- **CONSIGNE**
Recopiez toutes les lignes qui suivent sans rien y changer.

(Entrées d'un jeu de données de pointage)
□ □ □
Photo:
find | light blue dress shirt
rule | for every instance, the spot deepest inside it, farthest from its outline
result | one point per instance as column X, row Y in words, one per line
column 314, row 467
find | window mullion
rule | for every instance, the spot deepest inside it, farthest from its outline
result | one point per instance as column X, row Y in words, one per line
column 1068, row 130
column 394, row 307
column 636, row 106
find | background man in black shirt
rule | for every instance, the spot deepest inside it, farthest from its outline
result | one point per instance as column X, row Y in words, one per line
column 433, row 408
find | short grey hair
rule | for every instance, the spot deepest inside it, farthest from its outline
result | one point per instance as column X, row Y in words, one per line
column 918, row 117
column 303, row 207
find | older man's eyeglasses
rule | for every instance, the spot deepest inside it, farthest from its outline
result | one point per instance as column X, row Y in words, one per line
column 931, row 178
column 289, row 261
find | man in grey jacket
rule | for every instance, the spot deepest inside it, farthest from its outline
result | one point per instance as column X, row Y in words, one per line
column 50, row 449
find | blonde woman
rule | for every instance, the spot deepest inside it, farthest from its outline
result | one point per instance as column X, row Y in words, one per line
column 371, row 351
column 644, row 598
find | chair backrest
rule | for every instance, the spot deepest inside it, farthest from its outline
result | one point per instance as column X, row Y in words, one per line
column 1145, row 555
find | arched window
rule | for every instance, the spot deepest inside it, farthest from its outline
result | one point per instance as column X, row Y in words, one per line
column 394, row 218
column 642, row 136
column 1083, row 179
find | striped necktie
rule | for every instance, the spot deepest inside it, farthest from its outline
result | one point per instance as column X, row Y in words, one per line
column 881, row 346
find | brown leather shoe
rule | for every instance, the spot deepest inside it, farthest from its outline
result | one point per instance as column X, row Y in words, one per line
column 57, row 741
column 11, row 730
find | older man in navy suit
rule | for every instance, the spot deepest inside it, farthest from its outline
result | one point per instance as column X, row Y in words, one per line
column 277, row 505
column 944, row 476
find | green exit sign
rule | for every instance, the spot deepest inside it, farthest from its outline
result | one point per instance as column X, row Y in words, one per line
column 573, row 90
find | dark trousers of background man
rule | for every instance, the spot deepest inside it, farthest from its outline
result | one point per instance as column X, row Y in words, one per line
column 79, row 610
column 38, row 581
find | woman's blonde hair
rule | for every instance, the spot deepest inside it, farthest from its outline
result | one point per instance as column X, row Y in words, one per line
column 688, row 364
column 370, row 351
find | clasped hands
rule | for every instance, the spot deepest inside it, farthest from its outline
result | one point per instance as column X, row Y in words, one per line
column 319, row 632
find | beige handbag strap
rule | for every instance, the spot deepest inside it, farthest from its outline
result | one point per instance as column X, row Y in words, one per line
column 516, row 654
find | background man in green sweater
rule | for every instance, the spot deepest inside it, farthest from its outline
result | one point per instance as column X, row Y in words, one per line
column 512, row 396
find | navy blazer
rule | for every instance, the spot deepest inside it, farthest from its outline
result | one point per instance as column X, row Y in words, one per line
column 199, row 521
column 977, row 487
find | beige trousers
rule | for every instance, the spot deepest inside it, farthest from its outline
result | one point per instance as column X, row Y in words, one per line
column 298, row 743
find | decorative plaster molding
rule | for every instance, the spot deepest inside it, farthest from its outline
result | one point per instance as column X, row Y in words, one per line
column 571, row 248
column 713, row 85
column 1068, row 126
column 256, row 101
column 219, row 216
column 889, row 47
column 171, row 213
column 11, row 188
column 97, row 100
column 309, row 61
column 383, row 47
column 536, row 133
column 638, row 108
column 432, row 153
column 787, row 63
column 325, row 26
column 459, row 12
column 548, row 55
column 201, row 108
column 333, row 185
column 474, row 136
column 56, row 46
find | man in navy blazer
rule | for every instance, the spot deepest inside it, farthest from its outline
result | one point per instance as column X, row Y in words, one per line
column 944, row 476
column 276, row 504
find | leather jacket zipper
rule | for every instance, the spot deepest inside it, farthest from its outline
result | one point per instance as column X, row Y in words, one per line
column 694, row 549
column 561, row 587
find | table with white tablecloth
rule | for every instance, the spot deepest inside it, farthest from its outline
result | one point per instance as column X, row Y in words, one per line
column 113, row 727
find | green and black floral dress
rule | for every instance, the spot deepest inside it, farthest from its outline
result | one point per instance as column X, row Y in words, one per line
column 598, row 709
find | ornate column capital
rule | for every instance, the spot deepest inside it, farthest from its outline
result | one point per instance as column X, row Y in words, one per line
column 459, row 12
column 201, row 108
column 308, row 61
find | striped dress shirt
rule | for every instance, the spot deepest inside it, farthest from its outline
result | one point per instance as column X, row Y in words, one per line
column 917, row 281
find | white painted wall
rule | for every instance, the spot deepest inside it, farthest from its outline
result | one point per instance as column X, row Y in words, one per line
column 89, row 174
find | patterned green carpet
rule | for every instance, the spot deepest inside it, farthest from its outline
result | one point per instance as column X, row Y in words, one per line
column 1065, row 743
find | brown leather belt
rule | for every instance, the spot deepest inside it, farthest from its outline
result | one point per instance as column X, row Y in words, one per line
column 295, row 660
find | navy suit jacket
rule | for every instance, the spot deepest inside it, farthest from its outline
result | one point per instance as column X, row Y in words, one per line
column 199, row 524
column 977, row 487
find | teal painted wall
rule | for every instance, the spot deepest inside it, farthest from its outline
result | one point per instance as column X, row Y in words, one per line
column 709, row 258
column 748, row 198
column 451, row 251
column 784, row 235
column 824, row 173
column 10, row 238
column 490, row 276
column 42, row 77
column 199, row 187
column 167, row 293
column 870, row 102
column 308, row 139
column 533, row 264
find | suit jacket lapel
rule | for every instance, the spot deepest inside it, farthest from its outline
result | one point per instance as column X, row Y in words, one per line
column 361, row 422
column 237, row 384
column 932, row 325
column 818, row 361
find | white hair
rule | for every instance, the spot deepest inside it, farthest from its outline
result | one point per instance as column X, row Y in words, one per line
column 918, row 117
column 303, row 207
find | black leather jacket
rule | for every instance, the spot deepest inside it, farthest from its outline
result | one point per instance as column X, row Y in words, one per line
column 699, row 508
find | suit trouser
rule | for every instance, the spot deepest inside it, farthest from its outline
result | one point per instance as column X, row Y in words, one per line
□ □ □
- **CORRIGÉ**
Photo:
find | light blue dress shirt
rule | for every instance, the spot deepest inside it, farthest from its outline
result | one point per instance as column X, row Y in words, one per line
column 314, row 467
find | window mullion
rule | for every instance, the spot deepest inside it, farthest from its outline
result | one point per instance as column X, row Y in words, one per line
column 1068, row 130
column 394, row 307
column 636, row 106
find | background man in black shirt
rule | for every instance, the spot deepest inside it, farthest from its outline
result | one point per instance as column X, row Y in words, one per line
column 433, row 408
find | short grey hair
rule | for every instance, the spot deepest inside it, farthest from its outline
result | one point per instance as column X, row Y in words, one per line
column 918, row 117
column 303, row 207
find | older man's eyeglasses
rule | for every instance, the spot deepest inside it, farthest from its outline
result | one point per instance as column X, row Y in words, one per line
column 931, row 178
column 289, row 261
find | man in grey jacket
rule | for every instance, the spot deepest inside it, farthest from its outline
result | one point per instance as column X, row Y in words, one per line
column 50, row 449
find | blonde woman
rule | for every instance, the spot deepest inside it, farthest from its outline
result | one point per instance as column X, row Y in words, one per line
column 371, row 351
column 644, row 598
find | chair backrest
rule | for every instance, the spot deepest inside it, farthest from its outline
result | one point per instance as column X, row Y in words, one per line
column 1145, row 555
find | arched window
rule | for every instance, the spot deepest inside it, farthest from its outline
result | one point per instance as column X, row Y in words, one per line
column 394, row 218
column 642, row 136
column 1083, row 179
find | striped necktie
rule | for every instance, the spot deepest inside it, farthest from its outline
result | one point per instance as column X, row Y in words, one per line
column 881, row 346
find | brown leather shoe
rule | for every instance, the spot deepest inside it, farthest from its outline
result | one point per instance as column X, row Y in words, one per line
column 57, row 741
column 11, row 730
find | older man in navy suit
rule | for every instance, the spot deepest inside it, farthest from its outline
result | one point per instance as column X, row Y in words, one per line
column 277, row 505
column 944, row 476
find | green exit sign
rule | for every instance, the spot deepest inside it, farthest from its outline
result | one point per instance as column X, row Y in words, one per line
column 573, row 90
find | dark trousers of background man
rule | for every instance, the spot deepest inside it, farthest from its outline
result | one point per instance as column X, row Y in words, one per line
column 79, row 610
column 38, row 581
find | woman's blonde hair
rule | for every instance, the spot deepest inside it, farthest from its outline
result | one point per instance as column X, row Y in words, one per line
column 688, row 364
column 370, row 351
find | clasped hands
rule | for every instance, the spot deepest inside it, farthest from its outline
result | one point per instance as column X, row Y in words, one per line
column 319, row 632
find | beige handbag strap
rule | for every instance, the spot deepest inside it, farthest from its outline
result | one point per instance as column X, row Y in words, one per line
column 516, row 654
find | background man in green sweater
rule | for every instance, the spot deepest inside it, farthest from its outline
result | one point per instance as column X, row Y in words, one per line
column 512, row 396
find | navy blazer
rule | for every instance, the spot deepest inside it, farthest from its outline
result | one point per instance as column X, row Y in words, one per line
column 199, row 521
column 977, row 487
find | beige trousers
rule | for every instance, the spot deepest inside it, farthest from its outline
result | one point per instance as column X, row Y in words, one per line
column 298, row 743
find | decorative plaster molding
rule | for every instance, the spot deepest inside it, farthest from its outline
result | one point per instance as column X, row Y in words, one per line
column 571, row 248
column 713, row 85
column 1068, row 126
column 256, row 101
column 219, row 216
column 889, row 47
column 171, row 213
column 11, row 188
column 97, row 100
column 309, row 61
column 383, row 47
column 536, row 133
column 638, row 108
column 432, row 153
column 787, row 63
column 325, row 26
column 459, row 12
column 548, row 55
column 201, row 108
column 333, row 185
column 474, row 136
column 56, row 46
find | man in navy blazer
rule | for every instance, the spot deepest inside it, farthest from its outline
result | one point per instance as column X, row Y in words, one per line
column 944, row 476
column 276, row 504
find | leather jacket zipper
rule | for every instance, the spot deepest inside it, farthest from its outline
result | one point per instance as column X, row Y in words, one per line
column 694, row 549
column 561, row 587
find | table with white tablecloth
rule | for every instance, the spot deepest inside it, farthest from its outline
result | one point per instance as column X, row Y in words, one per line
column 113, row 727
find | green and black floral dress
rule | for every instance, the spot deepest inside it, farthest from its outline
result | one point per instance as column X, row Y in words, one per line
column 598, row 709
find | ornate column capital
rule | for every instance, the spot deepest inside it, farthest from its outline
result | one point per instance as column X, row Y in words, one per line
column 459, row 12
column 201, row 108
column 308, row 61
find | striped dress shirt
rule | for every instance, the spot deepest inside it, farthest from its outline
result | one point per instance as column X, row Y in words, one per line
column 917, row 281
find | white painted wall
rule | for every instance, the spot deepest inside it, farthest from its outline
result | one point per instance as column X, row Y in words, one per line
column 89, row 174
find | patterned green carpet
rule | for every instance, the spot deepest inside it, farthest from its outline
result | one point per instance as column X, row Y in words, one per line
column 1065, row 743
find | brown leather belt
rule | for every instance, the spot deepest inside it, farthest from its outline
result | one point per instance as column X, row Y in words, one per line
column 295, row 660
find | navy suit jacket
rule | for every instance, the spot deepest inside it, farthest from its outline
result | one point per instance as column X, row Y in words, one per line
column 199, row 524
column 977, row 487
find | teal painted wall
rule | for every instance, the spot deepest inside it, farthest from its outline
result | one point per instance as column X, row Y in words, one per line
column 709, row 258
column 748, row 198
column 451, row 251
column 784, row 235
column 824, row 173
column 10, row 238
column 490, row 276
column 42, row 77
column 199, row 187
column 167, row 293
column 870, row 102
column 308, row 139
column 533, row 264
find | suit jacket lapel
rule | for every instance, the spot deepest inside it, farthest from its outline
result | one point per instance as column X, row Y in words, one per line
column 361, row 422
column 237, row 384
column 932, row 325
column 818, row 361
find | white hair
rule | for every instance, the spot deepest inside it, farthest from its outline
result | one point per instance as column X, row Y in words, one per line
column 918, row 117
column 303, row 207
find | black leather jacket
rule | for every instance, the spot deepest inside it, farthest from its outline
result | one point per instance as column X, row Y in words, one per line
column 699, row 508
find | suit trouser
rule | for every instance, the spot deepest inside it, farthest from its outline
result | one point per instance as column X, row Y in words, one per line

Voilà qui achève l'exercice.